● **Dataset records**:
━━━━━━━━━━━━━━━━━━━━━━━━━━━━━━

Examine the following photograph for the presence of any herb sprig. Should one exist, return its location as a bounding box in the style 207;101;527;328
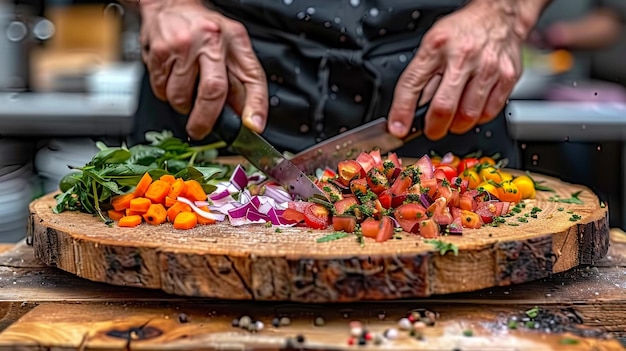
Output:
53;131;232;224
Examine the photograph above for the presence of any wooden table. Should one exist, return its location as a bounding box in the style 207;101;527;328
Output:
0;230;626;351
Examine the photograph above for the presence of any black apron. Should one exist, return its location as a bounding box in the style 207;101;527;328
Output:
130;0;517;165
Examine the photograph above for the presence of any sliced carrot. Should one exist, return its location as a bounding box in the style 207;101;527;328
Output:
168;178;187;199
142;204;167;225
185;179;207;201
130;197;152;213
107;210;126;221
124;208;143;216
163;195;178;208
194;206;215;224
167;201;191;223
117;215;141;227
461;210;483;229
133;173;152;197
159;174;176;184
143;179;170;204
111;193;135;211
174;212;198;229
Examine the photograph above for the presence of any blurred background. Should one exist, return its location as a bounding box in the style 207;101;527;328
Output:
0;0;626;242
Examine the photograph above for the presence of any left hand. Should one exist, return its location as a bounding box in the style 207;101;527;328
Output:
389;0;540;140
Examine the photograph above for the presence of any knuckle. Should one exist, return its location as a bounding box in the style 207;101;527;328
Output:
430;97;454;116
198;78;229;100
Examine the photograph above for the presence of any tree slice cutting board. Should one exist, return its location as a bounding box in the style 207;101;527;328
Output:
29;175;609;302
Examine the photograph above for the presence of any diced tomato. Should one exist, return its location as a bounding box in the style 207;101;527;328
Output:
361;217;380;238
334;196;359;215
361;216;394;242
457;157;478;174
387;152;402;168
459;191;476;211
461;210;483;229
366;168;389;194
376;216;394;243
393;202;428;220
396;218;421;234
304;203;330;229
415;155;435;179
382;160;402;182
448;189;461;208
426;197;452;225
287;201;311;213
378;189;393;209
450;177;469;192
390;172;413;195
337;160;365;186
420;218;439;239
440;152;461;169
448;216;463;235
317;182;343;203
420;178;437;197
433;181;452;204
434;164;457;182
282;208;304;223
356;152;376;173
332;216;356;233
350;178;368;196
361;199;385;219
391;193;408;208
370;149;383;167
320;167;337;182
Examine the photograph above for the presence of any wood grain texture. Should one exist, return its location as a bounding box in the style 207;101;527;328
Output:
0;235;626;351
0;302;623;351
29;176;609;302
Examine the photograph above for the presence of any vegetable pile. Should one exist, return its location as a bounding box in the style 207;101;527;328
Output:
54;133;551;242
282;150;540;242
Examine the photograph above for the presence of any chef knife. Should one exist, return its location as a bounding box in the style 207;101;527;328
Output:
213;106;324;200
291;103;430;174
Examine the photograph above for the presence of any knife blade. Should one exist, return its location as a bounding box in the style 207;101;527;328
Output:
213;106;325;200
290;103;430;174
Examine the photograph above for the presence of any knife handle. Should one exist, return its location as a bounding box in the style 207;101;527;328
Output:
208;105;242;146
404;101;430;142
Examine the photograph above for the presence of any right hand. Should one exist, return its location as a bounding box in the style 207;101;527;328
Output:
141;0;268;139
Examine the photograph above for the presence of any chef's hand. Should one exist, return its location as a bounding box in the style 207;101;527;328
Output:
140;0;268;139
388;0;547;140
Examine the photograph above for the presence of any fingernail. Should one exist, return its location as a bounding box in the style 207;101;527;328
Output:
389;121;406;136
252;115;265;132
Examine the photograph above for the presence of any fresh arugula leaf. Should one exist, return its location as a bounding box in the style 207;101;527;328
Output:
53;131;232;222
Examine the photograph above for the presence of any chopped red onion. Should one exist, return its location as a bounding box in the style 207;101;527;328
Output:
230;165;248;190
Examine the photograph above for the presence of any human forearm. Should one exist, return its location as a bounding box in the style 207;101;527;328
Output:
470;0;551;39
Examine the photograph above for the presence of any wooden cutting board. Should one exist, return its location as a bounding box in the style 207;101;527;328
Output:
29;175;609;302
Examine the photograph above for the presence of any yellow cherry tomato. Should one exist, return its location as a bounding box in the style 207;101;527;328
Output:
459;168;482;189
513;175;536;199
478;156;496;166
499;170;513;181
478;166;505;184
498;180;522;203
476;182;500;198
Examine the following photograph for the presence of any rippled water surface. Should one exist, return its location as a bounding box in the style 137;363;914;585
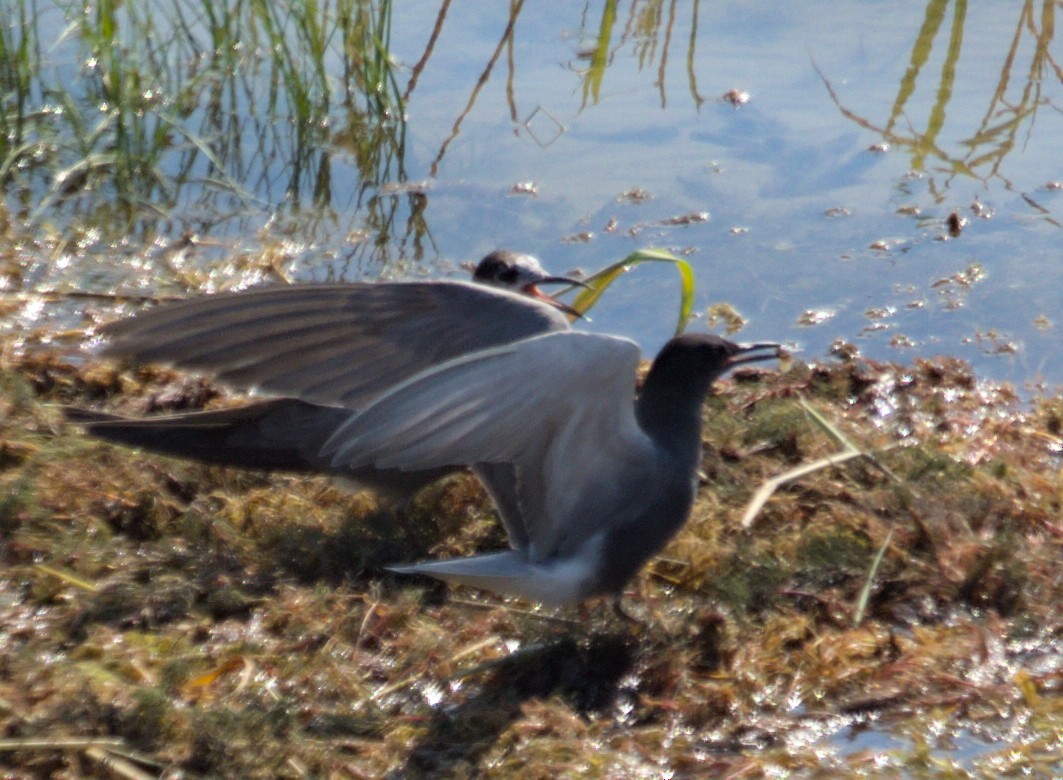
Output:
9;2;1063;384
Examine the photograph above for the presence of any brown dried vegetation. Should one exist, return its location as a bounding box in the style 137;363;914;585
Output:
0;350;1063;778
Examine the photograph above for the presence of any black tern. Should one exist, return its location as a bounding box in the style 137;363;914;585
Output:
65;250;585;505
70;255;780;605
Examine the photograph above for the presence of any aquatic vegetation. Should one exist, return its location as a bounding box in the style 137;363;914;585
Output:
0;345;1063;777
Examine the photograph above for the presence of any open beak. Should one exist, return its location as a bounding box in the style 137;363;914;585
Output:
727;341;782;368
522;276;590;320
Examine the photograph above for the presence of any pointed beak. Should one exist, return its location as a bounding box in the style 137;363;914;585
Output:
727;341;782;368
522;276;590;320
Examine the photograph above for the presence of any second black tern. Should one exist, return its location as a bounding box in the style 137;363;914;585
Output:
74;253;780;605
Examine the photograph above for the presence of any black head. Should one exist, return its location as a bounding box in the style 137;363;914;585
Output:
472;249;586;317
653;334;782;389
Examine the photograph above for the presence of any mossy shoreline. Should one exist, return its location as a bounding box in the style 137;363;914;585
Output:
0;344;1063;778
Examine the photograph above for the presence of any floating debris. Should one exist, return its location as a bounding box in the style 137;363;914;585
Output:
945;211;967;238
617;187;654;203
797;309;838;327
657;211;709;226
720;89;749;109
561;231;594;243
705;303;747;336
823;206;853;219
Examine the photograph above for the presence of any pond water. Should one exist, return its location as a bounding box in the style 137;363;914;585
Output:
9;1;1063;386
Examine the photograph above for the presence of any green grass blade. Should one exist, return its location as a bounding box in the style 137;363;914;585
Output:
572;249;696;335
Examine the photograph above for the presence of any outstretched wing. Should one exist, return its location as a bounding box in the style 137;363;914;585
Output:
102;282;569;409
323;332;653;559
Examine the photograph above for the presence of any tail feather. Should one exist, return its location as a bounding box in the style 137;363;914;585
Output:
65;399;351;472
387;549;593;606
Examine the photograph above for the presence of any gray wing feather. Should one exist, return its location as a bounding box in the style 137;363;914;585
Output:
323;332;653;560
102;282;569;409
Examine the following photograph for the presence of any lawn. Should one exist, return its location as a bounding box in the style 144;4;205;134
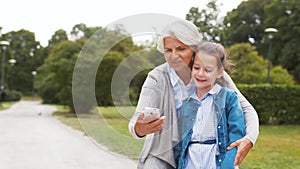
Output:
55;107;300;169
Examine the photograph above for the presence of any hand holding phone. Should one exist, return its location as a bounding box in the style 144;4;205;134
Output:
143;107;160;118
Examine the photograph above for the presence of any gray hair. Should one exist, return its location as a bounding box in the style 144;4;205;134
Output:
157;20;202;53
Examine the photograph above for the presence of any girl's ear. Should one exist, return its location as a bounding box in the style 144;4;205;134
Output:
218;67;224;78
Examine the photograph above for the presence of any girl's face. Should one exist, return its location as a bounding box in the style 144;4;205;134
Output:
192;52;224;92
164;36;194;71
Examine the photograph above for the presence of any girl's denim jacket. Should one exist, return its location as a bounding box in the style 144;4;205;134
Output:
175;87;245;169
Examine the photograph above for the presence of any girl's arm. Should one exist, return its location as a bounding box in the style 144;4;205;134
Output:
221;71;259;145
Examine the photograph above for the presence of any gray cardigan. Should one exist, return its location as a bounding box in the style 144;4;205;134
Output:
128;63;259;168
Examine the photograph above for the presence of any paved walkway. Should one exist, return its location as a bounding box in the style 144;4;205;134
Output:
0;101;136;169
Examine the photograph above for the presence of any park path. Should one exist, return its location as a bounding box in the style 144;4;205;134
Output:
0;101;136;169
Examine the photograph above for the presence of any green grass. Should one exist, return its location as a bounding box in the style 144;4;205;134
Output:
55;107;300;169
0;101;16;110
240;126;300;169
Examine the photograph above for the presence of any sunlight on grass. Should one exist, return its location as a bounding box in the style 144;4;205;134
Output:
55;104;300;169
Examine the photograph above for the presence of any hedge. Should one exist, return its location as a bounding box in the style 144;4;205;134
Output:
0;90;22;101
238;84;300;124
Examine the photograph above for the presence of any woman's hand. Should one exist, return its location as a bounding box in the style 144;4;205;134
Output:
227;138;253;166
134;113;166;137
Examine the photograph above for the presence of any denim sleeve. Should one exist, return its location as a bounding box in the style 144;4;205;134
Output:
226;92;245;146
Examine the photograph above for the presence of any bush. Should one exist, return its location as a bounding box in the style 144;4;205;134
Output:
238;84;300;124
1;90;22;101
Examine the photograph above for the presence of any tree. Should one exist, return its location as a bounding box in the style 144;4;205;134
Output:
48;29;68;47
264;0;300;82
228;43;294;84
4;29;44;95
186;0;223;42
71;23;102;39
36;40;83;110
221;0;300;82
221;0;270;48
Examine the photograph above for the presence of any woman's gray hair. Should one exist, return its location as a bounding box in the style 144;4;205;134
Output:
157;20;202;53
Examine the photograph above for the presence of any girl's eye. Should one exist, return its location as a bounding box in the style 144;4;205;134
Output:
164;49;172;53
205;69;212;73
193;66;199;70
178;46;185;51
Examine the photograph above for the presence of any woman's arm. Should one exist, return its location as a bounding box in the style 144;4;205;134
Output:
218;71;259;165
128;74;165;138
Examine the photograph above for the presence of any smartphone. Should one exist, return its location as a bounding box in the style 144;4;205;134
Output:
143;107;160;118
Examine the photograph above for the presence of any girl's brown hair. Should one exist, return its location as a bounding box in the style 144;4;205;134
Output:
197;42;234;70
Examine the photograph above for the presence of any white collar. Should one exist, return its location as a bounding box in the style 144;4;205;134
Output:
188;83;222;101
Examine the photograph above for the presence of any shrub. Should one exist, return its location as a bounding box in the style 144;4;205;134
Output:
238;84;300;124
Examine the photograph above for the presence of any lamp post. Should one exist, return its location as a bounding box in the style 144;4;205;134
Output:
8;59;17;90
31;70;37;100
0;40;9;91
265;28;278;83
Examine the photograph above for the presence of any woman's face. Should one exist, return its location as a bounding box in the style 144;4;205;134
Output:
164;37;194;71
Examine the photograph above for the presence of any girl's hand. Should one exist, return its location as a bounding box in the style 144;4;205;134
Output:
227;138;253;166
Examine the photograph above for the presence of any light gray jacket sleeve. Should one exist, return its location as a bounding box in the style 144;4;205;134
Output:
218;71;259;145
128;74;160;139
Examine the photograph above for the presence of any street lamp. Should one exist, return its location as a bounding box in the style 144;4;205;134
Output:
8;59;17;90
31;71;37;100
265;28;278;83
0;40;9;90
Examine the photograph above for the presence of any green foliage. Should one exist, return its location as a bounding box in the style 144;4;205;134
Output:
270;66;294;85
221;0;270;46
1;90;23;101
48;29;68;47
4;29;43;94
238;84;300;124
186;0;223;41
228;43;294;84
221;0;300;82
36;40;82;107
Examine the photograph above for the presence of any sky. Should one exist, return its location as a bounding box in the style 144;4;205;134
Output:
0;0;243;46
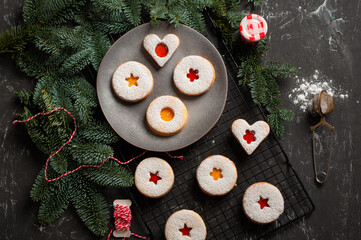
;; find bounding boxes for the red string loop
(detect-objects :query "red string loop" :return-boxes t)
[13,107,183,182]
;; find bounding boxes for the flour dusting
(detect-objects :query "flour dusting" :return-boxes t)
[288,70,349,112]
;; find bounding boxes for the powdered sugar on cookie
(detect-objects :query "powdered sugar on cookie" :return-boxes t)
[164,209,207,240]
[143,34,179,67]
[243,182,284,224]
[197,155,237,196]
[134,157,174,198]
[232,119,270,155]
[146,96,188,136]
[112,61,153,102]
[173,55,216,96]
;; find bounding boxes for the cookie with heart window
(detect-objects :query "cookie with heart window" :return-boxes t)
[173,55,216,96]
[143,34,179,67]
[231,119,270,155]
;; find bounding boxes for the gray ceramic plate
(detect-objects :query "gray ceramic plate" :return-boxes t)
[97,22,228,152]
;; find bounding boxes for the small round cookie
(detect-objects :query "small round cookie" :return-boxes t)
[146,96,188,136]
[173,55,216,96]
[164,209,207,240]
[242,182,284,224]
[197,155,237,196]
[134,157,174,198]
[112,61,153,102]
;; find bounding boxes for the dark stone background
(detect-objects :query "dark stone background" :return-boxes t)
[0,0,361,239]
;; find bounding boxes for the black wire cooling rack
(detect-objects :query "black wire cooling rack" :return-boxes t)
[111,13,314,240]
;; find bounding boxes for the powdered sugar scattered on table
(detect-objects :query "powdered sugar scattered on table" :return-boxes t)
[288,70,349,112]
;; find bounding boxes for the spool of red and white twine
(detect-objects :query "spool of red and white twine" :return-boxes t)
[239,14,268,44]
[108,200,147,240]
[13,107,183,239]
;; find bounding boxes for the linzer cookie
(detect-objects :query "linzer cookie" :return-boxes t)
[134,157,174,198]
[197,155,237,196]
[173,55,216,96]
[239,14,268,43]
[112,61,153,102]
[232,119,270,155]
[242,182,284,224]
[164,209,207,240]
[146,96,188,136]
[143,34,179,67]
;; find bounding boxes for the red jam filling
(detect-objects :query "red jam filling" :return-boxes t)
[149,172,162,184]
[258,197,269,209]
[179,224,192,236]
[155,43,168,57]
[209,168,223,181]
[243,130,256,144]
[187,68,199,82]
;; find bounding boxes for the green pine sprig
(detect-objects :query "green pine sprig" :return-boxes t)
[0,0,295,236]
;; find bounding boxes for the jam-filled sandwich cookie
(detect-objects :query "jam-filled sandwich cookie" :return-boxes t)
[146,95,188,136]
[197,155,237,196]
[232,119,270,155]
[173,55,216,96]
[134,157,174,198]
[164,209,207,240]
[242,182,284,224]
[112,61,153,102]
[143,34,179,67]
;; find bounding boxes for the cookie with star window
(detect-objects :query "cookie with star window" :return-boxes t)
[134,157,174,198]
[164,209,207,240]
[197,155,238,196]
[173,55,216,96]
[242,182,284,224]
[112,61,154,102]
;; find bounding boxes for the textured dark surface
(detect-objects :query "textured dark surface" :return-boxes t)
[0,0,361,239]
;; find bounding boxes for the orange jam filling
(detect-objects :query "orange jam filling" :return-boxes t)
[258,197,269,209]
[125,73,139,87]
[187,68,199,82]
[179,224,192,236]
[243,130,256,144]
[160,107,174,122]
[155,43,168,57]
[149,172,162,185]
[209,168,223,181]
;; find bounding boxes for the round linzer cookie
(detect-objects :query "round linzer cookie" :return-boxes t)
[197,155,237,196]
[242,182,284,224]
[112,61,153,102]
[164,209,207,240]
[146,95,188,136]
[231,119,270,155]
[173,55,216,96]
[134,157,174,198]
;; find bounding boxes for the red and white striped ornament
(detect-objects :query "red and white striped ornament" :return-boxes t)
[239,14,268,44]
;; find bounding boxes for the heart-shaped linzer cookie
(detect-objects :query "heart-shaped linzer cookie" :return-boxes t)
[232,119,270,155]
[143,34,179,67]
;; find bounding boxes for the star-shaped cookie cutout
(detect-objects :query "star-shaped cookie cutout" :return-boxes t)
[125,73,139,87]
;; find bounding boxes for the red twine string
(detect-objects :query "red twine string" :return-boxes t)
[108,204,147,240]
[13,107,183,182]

━━━━━━━━━━━━━━━━━━━━━━━━━━━━━━

● **Directive**: Convert the stretch of the items from the line containing "the heart-shaped linzer cookie" through the end of the items into a Markdown table with the columns Row and Line, one numbered row per line and blank lines omitted.

● **Result of the exercise**:
| Row | Line |
|---|---|
| 1 | ;; find bounding boxes for the heart-shaped linzer cookie |
| 2 | (detect-objects :query "heart-shaped linzer cookie" :return-boxes t) |
| 3 | [232,119,270,155] |
| 4 | [143,34,179,67] |
| 5 | ;; find bounding boxes for the star-shaped cookie cutout |
| 6 | (detect-objects :query "star-shaped cookie cutout" :return-boxes t) |
| 7 | [125,73,139,87] |
| 8 | ;; find bounding boxes for the red twine string |
| 9 | (detect-objects :query "red twine string" :return-boxes t) |
| 10 | [108,204,147,240] |
| 11 | [13,107,183,182] |